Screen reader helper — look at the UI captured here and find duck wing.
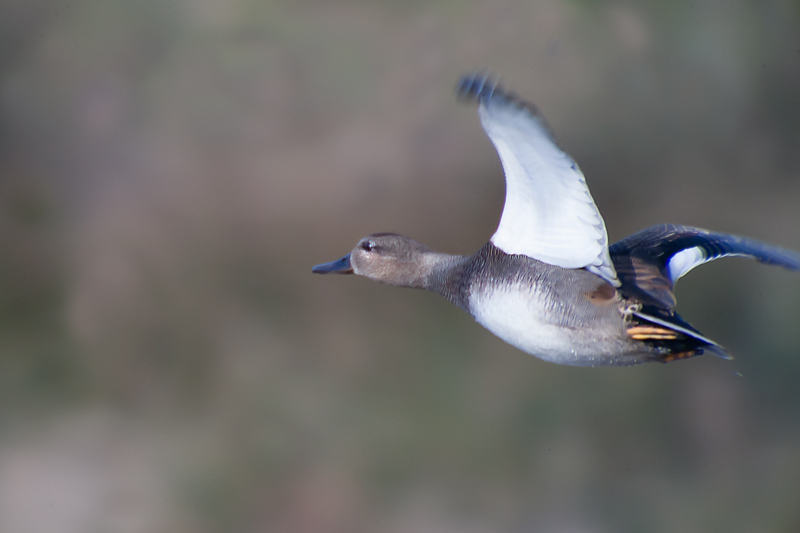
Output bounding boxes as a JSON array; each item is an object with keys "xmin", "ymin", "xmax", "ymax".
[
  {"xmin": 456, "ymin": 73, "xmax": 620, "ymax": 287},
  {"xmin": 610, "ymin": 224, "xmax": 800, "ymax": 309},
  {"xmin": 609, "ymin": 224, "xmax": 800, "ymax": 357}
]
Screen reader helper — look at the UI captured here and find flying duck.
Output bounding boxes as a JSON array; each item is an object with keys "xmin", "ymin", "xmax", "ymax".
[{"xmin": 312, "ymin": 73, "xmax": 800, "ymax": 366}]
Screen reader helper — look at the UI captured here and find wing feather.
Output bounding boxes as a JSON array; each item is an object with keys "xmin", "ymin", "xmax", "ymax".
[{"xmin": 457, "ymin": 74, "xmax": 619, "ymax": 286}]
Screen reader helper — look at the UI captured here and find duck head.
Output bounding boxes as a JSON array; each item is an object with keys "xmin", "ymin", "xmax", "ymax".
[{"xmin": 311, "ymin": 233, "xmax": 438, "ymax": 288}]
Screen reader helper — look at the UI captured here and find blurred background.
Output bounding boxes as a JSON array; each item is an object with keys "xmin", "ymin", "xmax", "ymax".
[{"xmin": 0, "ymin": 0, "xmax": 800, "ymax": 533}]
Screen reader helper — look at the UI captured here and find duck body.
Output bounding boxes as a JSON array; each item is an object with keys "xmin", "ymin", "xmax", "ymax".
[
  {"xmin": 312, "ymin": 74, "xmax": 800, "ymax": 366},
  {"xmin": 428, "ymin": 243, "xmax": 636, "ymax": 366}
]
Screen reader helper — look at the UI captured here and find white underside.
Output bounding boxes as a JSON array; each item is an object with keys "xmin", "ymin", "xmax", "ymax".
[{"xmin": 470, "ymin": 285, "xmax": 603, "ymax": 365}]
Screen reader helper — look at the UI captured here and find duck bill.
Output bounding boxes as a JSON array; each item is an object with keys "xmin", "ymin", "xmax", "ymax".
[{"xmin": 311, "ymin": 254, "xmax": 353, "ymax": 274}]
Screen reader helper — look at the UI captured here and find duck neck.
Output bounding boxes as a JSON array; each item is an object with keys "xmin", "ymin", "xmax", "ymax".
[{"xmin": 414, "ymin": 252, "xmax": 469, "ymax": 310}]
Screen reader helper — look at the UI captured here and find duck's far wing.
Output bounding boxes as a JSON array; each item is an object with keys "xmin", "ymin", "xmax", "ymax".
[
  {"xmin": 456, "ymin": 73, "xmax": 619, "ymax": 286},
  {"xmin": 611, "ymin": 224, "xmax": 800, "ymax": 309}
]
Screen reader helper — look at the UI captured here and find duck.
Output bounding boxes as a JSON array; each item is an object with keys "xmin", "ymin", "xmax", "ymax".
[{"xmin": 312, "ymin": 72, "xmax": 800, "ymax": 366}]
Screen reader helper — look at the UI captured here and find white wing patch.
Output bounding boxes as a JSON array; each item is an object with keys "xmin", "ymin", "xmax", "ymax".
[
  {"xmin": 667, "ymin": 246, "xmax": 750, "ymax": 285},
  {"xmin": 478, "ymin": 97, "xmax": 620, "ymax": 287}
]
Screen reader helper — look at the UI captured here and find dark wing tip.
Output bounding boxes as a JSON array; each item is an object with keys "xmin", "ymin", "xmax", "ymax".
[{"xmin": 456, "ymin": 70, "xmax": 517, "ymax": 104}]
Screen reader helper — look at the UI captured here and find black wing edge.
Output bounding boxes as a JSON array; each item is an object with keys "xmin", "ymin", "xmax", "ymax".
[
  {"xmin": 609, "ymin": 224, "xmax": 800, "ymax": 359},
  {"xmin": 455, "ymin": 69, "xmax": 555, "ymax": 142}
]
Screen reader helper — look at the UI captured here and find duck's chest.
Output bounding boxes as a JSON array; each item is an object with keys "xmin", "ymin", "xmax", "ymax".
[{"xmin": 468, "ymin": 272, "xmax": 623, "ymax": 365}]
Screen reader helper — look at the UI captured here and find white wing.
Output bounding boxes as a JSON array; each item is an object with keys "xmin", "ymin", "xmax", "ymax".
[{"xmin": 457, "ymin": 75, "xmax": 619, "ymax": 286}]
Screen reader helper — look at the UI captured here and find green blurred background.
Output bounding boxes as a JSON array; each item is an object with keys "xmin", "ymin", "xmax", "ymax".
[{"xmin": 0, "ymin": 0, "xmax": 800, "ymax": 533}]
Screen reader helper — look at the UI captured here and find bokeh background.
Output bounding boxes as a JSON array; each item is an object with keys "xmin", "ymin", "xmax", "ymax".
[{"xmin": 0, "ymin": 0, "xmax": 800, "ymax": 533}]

════════

Exercise details
Please locate each line above that contains the word "wing" and copy those lines out. The match is case-sensitive.

Reply
Screen reader helper — look at the UI captured here and find duck wing.
Screen reader helper — look at the UI captured here and find wing feather.
Screen reader helper — look at the UI captured here and find duck's far wing.
Screen reader helper — look at the UI captured here and find white wing patch.
Screen reader helper — look at the UI captured here and find dark wing tip.
Screen reader helper — look at the UI captured here and find black wing edge.
Screen reader helper — look at the UI captured here and find white wing.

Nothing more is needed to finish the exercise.